» **Assigned task 1**:
Quote the article on cheating, copying everything from "Let’s be honest." down to "of everyday life.".
» **Assigned task 2**:
For each statement below, state whether it agrees with the article on cheating, answering yes or no and quoting the deciding words of the article exactly. (a) Newlyweds in the honeymoon phase cannot get enough of each other. (b) People never change over time. (c) A couple in whom anger and resentment have set in should seek marital therapy.

» **Extracted text**:
Let’s be honest. Relationships take work. A lot of work. And people do change and grow over time. But there is truth to be said about the type of person you marry. The old adage goes, “Once a cheater, always a cheater.” Ask anyone that’s been in the same situation and you’ll find those words to be true. Which brings me to the most difficult question anyone can ask. Can someone who is caught cheating once ever stop cheating?
To understand why someone cheats in the first place, one must look at the relationship they are currently in. When a couple first gets married they are in what is called the “honeymoon phase” and can’t get enough of each other. It’s just pure uncensored infatuation and it’s okay because they are in love and they’re newlyweds. But when that infatuation ends a lot of couples fall into the mundane routine of everyday life.
The wild passionate attraction to one another is gone. The love transitions to “compassionate” love. And if there are problems within the relationship, the couple begins to lose respect for one another. For example, the wife complains all the time because her husband won’t spend more time with her and her husband in turn is annoyed by her complaining as if she’s ungrateful for all he feels he contributes to the relationship, especially financially.
Yet if neither of them admit to what’s really bothering them, anger and resentment begin to set in. At that point the couple should seek marital therapy otherwise they will begin to grow apart.

» **Natural language region descriptions**:
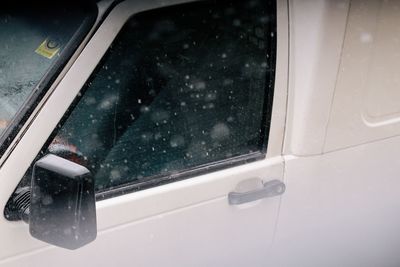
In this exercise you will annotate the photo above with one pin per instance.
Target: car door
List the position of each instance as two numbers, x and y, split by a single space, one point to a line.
172 106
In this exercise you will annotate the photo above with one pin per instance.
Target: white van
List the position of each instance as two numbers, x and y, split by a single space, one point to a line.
200 133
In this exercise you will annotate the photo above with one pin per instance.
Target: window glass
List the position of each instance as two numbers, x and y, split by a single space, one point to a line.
181 88
32 38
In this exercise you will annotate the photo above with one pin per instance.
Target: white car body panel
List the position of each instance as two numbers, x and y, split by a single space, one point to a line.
186 223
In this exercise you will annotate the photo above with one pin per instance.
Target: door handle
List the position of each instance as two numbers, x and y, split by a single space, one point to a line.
270 189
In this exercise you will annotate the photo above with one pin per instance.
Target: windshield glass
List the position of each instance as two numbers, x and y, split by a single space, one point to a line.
33 40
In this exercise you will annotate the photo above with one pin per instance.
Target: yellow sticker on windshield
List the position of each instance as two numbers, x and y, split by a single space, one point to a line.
48 48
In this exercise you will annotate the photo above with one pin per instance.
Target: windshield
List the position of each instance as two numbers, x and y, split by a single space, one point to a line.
33 41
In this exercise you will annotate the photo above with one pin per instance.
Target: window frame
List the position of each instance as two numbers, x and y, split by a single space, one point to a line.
110 28
44 85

» **Task solution 1**:
Let’s be honest. Relationships take work. A lot of work. And people do change and grow over time. But there is truth to be said about the type of person you marry. The old adage goes, “Once a cheater, always a cheater.” Ask anyone that’s been in the same situation and you’ll find those words to be true. Which brings me to the most difficult question anyone can ask. Can someone who is caught cheating once ever stop cheating?
To understand why someone cheats in the first place, one must look at the relationship they are currently in. When a couple first gets married they are in what is called the “honeymoon phase” and can’t get enough of each other. It’s just pure uncensored infatuation and it’s okay because they are in love and they’re newlyweds. But when that infatuation ends a lot of couples fall into the mundane routine of everyday life.

» **Task solution 2**:
(a) Yes: "When a couple first gets married they are in what is called the “honeymoon phase” and can’t get enough of each other."
(b) No: "And people do change and grow over time."
(c) Yes: "At that point the couple should seek marital therapy otherwise they will begin to grow apart."